Excerpted passage »
--- START ---
What is often overlooked (and underestimated) in these projects, is providing sufficient time to work with the business users to fully understand their existing E2E processes and then work with them to determine the agreed “to be” E2E processes which will fit the live SAP template. This is particularly important when moving a complex, regulated business from a legacy ERP platform to a SAP platform.
All of the applications went live successfully in October 2019 – we definitely had some additional “mopping up” to do with understanding the finer detail of some more complex business processes. Importantly though, there was nothing which stopped the overall business operations. But the key learning was to put in more quality effort in initiating the transformation activity much earlier in the project. This would probably have meant less process questions after go live and less reactiveness in fixing things during Hypercare (hindsight is a wonderful thing).
Key Project Learnings
- Get your Project Team structures right and ensure the right people are in the right positions. You want everyone working together to the same, detailed project plan and timeline. A mix of experienced SAP functional and data contractors working alongside a good mix of experienced business people seems to work best in these projects. The right team structures and leadership will drive the collective effort to the execution of the right tasks at the right time.
--- END ---
Activity list »
A - Answer these questions about the excerpt on the SAP migration project:
(i) In what month and year did all of the applications go live?
(ii) What was the key learning about the transformation activity?
(iii) What mix of people seems to work best in these project teams?
B - Reproduce a section of the excerpt on the SAP migration project, starting at the words "All of the applications" and ending after "a wonderful thing).".
C - Resume the excerpt on the SAP migration project and its learnings from where it stops.
None of the lines that come next is needed here.

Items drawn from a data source
--- START ---
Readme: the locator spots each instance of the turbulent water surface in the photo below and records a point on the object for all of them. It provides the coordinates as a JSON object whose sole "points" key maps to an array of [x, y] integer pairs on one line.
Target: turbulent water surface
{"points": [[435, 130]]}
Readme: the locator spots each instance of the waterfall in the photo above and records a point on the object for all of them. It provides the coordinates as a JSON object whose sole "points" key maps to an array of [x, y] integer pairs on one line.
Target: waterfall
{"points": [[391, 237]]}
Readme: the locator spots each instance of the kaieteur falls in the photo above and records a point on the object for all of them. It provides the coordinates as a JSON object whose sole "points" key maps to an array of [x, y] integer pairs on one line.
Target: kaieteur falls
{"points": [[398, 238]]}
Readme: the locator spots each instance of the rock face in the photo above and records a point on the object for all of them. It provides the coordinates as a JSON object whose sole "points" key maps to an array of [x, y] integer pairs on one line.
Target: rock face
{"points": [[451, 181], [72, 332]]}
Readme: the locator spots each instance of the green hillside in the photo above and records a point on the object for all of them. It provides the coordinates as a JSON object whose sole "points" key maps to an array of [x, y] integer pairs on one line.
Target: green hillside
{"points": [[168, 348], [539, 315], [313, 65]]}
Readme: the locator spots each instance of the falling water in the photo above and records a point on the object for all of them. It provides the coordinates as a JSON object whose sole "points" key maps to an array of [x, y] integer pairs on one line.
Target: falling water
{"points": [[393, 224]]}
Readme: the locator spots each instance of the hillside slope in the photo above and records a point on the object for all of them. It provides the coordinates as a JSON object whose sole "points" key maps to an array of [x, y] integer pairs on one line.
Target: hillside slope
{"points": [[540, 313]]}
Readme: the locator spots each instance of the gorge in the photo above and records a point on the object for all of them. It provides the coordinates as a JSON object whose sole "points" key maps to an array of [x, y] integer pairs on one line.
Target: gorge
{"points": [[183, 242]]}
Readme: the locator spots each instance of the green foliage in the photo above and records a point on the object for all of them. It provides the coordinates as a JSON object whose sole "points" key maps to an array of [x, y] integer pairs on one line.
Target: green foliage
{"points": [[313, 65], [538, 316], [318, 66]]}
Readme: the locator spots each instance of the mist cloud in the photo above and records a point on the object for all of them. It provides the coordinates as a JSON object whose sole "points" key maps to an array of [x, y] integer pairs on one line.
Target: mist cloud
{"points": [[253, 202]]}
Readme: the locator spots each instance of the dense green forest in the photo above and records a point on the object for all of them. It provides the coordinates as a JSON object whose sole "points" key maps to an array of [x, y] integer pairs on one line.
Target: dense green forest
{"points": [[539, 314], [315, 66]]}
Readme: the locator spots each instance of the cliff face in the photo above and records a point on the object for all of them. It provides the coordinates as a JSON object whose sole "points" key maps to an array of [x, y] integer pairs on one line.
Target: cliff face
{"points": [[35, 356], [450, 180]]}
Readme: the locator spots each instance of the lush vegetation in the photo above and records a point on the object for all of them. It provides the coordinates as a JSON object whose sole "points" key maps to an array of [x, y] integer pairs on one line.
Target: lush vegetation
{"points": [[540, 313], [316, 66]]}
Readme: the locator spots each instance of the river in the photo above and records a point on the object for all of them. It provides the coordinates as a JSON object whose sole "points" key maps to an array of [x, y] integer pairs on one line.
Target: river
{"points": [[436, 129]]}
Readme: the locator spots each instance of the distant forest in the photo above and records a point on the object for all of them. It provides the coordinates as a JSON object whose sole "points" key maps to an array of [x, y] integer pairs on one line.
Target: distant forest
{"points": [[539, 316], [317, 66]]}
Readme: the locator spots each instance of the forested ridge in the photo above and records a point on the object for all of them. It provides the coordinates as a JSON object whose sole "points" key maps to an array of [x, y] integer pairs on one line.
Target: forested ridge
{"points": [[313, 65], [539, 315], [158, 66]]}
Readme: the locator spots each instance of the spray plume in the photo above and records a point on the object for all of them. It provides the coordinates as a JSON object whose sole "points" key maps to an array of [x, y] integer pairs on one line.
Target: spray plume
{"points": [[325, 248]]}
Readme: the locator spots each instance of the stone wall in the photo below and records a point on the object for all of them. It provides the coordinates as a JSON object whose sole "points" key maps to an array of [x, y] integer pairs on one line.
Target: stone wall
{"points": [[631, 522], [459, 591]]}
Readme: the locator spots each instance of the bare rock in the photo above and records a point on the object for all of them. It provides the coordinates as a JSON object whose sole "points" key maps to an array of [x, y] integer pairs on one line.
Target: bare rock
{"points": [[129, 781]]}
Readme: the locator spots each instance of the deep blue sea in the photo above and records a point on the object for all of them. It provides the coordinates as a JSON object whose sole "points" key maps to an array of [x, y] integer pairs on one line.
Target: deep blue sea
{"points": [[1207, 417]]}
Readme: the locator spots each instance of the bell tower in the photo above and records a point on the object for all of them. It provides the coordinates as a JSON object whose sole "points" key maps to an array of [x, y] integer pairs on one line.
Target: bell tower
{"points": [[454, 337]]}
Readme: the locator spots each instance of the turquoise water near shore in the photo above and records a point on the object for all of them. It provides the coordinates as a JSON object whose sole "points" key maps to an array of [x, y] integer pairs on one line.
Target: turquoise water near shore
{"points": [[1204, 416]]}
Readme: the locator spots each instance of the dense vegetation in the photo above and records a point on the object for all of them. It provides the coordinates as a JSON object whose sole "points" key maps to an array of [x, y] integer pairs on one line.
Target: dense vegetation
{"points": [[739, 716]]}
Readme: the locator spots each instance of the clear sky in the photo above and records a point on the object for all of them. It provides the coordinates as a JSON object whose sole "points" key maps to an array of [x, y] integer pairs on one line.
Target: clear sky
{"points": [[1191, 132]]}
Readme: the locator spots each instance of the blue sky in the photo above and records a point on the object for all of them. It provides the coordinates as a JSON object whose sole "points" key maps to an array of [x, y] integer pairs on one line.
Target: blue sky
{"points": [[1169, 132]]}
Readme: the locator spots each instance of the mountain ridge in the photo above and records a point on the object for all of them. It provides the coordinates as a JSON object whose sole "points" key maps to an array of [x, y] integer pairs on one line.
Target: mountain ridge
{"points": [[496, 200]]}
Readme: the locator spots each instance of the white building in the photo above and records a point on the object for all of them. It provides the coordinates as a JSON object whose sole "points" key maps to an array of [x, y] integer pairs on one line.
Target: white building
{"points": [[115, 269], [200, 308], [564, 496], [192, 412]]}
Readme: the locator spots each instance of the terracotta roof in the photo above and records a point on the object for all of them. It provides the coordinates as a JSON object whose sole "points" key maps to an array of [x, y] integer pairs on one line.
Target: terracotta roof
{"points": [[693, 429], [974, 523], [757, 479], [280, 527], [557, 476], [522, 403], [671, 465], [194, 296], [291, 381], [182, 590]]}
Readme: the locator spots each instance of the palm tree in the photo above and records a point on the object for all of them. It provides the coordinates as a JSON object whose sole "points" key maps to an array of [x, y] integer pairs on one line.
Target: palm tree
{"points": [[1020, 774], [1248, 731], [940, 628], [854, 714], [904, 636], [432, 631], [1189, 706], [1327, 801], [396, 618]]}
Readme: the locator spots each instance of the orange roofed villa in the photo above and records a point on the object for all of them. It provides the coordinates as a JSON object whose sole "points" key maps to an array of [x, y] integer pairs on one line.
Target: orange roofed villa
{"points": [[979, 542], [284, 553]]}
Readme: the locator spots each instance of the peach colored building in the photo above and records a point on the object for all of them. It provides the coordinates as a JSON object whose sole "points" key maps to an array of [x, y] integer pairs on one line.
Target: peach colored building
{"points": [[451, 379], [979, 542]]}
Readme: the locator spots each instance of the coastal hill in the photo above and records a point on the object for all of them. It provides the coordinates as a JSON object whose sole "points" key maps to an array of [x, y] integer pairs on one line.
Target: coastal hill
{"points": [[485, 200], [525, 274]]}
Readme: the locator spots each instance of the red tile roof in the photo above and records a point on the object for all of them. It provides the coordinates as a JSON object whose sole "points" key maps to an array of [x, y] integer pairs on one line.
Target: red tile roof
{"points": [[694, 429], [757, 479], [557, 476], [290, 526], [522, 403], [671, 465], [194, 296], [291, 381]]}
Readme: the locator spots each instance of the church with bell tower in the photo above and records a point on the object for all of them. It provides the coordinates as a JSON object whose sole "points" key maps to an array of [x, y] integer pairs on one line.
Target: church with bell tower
--- END ---
--- START ---
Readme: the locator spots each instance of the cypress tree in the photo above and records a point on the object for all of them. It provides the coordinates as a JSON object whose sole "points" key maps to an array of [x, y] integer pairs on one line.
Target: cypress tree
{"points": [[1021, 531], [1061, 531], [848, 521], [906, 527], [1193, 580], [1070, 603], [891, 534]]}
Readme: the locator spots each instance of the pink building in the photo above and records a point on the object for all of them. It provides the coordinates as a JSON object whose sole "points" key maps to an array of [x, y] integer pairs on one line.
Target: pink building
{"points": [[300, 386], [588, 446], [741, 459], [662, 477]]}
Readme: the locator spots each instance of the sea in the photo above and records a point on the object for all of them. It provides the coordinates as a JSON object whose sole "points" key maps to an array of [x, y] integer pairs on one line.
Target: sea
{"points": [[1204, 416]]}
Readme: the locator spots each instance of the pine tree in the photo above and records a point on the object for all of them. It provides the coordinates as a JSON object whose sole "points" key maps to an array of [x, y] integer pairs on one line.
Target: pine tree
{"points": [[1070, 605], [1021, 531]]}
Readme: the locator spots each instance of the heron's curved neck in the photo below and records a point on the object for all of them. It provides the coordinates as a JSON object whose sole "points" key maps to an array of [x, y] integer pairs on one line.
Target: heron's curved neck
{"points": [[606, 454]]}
--- END ---
Results of the exercise »
A -
(i) October 2019.
(ii) More quality effort should have been put into initiating the transformation activity much earlier in the project.
(iii) Experienced SAP functional and data contractors working alongside a good mix of experienced business people.

B -
All of the applications went live successfully in October 2019 – we definitely had some additional “mopping up” to do with understanding the finer detail of some more complex business processes. Importantly though, there was nothing which stopped the overall business operations. But the key learning was to put in more quality effort in initiating the transformation activity much earlier in the project. This would probably have meant less process questions after go live and less reactiveness in fixing things during Hypercare (hindsight is a wonderful thing).

C -
- Early, upfront input from the business users is very important. It is crucial that strong linkages are agreed between the project and real business people who will answer (and make decisions) on those process questions as they come up. To have unfettered access to real business people who will in turn instantly make those process decisions is a great paradigm.
- Determining the way of working upfront is definitely worth doing. Spend some quality time determining how this is going to work for the project duration and agree this with the Site Leadership. Forecast the “where (and when)” you will need the business user input and into which tasks.
- Make sure all of the detail is in the project plan. It sounds simple, but we found ourselves revisiting some of the tasks and dates in the project plan between each milestone. In other words, more effort up front in putting in the detail to the “as is” and “to be” processes, would have reduced some of the rework to the tasks, documentation and build effort later on. Ensuring the plan is correctly resource loaded through each phase is very important if you want to deliver the project.
- The system build and functional test phases are not that difficult when every key business question is answered and documented early. This was a key take out for me (with a great deal of hindsight).We had many very good functional and technical resources on the project who could solve very complex challenges and essentially get the SAP system operating to meet the design requirements – however you need the business to answer all of the process questions first.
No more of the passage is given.